[Coordinate labeling data]
╔══
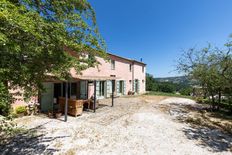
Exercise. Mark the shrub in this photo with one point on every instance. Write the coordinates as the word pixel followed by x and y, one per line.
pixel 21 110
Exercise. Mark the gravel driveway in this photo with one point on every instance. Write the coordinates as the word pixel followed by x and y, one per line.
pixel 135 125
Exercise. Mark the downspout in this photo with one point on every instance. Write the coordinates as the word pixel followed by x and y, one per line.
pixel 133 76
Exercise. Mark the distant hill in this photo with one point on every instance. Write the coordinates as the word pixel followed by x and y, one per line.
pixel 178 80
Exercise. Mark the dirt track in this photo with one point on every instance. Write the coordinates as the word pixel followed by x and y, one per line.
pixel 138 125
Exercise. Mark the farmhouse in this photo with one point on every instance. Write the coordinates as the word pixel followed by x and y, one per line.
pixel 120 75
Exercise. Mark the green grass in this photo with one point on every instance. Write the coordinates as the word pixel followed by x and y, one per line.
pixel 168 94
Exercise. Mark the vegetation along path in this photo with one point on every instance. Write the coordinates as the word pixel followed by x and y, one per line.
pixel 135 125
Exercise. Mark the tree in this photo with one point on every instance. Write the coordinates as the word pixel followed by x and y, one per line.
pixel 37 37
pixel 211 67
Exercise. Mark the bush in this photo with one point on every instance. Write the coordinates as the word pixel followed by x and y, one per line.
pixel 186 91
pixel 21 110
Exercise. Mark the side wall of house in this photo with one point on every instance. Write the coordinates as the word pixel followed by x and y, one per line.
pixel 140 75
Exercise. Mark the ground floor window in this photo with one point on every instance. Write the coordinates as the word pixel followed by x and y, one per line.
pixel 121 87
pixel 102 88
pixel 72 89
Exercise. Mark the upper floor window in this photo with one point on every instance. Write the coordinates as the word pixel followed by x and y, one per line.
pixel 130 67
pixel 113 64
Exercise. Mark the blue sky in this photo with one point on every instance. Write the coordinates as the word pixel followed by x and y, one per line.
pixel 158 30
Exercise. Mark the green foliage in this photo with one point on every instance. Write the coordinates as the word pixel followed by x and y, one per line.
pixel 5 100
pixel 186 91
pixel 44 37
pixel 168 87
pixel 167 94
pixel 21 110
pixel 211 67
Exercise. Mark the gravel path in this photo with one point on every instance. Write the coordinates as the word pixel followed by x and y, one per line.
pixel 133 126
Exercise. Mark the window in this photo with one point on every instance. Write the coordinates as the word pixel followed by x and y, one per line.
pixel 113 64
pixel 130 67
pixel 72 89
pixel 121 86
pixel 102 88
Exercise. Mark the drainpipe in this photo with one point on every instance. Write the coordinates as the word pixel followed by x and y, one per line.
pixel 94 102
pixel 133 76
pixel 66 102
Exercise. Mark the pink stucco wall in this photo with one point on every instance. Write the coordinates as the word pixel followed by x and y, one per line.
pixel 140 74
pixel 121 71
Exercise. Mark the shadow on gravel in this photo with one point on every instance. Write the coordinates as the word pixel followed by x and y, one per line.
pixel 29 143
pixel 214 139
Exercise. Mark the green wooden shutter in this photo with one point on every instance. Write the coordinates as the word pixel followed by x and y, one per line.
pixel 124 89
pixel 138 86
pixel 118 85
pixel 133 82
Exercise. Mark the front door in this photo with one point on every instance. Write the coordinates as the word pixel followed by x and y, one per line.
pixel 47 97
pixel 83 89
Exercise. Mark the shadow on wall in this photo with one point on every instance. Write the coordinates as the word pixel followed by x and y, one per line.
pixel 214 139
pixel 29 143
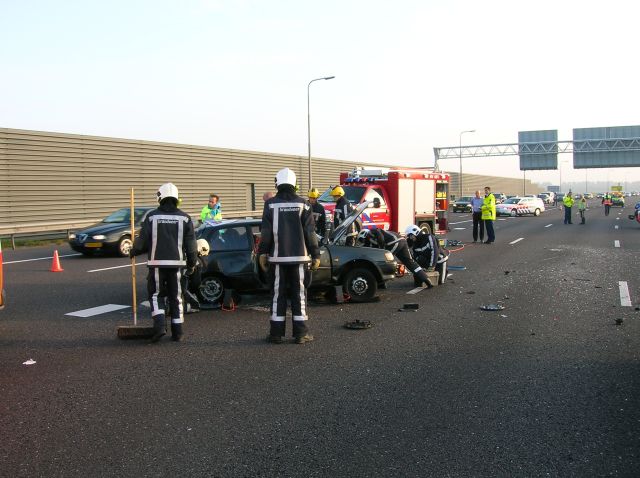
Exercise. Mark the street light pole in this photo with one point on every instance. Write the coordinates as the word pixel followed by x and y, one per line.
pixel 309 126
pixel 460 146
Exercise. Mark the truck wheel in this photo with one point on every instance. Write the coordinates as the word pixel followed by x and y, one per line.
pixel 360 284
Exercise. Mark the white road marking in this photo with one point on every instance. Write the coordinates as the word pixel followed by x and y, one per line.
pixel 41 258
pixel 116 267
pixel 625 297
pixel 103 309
╚══
* [WHAT THIS TASK INVOLVES] Could you duplicate every line of the listing above word for word, leaving out the pictures?

* [SOLUTION]
Exercise. Mark the shrub in this photo with one point on every instance. Write the coordinates as the word pixel followed by x and y, one per line.
pixel 21 110
Exercise. Mark the gravel driveway in this photo with one point on every instance. Write the coordinates as the word pixel followed by x and y, one per line.
pixel 135 125
Exercise. Mark the downspout in this photo with one point on every instance. Write the coordinates as the word pixel followed by x and y, one per line.
pixel 133 76
Exercise. Mark the distant hill in this photo with one point on every instance. Write the coordinates as the word pixel followed by x and y, one per line.
pixel 178 80
Exercise. Mark the dirt track in this photo with one point on every instance. Write the coordinates as the word pixel followed by x and y, one per line.
pixel 138 125
Exercise. Mark the farmhouse in this photo with one point on every instance. Write the coordinates as the word pixel followed by x and y, one per line.
pixel 120 75
Exercise. Mark the green grass in this photo with one point on every instance. Write the coordinates as the word pixel followed by x and y, one per line.
pixel 168 94
Exercise. Mark the vegetation along path in this photo with one point on every instance. Write the coordinates as the word pixel followed by x and y, one per line.
pixel 135 125
Exercise. Mark the tree in this photo with one point on every instance. Write the coordinates as the word pixel followed by x and y, one per line.
pixel 37 37
pixel 211 67
Exercise. Mark the bush in this photo with one point on every instance. Write the coordinates as the word pixel followed by x and y, one per line.
pixel 186 91
pixel 21 110
Exercise. Mark the side wall of house in this photo with one point on every instance. Write the coordinates as the word pixel followed by x and y, one per line.
pixel 140 75
Exercise. Mark the ground floor window in this photo with one point on every instance. Write the coordinates as the word pixel followed by x and y, one per line.
pixel 121 87
pixel 102 88
pixel 72 89
Exercise. Mark the upper floor window in this photo with one point on every instance. Write the coordinates as the word pixel followed by x and y, one per line.
pixel 130 67
pixel 113 64
Exercise. Mark the blue sky in this photo with one point on every instance. Write the coordinates as the word pixel followed by x and y, one per line.
pixel 158 30
Exercise. Mark the green foliage in this photo with one point on every instance. Write the coordinates as the word pixel followed by x and y, one per line.
pixel 5 100
pixel 186 91
pixel 44 37
pixel 168 87
pixel 167 94
pixel 21 110
pixel 211 67
Exercise. Mark the gravel path in this photo with one point on every instance. Write the coordinates as the word pixel followed by x and y, one per line.
pixel 133 126
Exercise. Mark the window in this photo with one point on every instance. Write the coordinates as the word pixel followed by x and y, one per line.
pixel 113 64
pixel 130 67
pixel 72 89
pixel 121 86
pixel 102 88
Exercise. Mark the drainpipe in this photo with one point on every instance. Write the coordinates as the word pixel followed by x and y, one per line.
pixel 94 102
pixel 133 76
pixel 66 102
Exercise. Mark the pink stucco wall in this photo with one point on every instance. Write the coordinates as the word pixel followed by x and y, one per line.
pixel 140 74
pixel 121 71
Exercise. Mark the shadow on gravel in this photo with one point on every instance. Write the coordinates as the word pixel followed by x and y, one per line.
pixel 29 143
pixel 214 139
Exercise. Mark the green wooden shutter in this photo with one point on every instance. Write the coordinates as the word pixel followed by x and y, one per line.
pixel 124 89
pixel 138 86
pixel 118 85
pixel 133 82
Exercise. Mark the front door in this photo with one point on every instance. Write the coordinates as the word pixel followed by x and y, one per line.
pixel 47 97
pixel 83 89
Exercise. Mark the shadow on wall in this photo with one point on every instance. Write the coordinates as the word pixel followed by x and y, one per line.
pixel 214 139
pixel 29 143
Exercise. Mark the street light pole in this photo with one point on every instance. Write the coordinates as the word pixel followed by x and y, one per line.
pixel 309 126
pixel 460 146
Exercise. Mark the truck wheel in this photo with one point on every instance. Write the coordinates as the word pixel followed by x and y, one per line.
pixel 360 284
Exercise. Mark the white road marking in this photo with one point on every instance. Write the coordinates as the word pixel followed by x and y, one per line.
pixel 41 258
pixel 116 267
pixel 625 297
pixel 103 309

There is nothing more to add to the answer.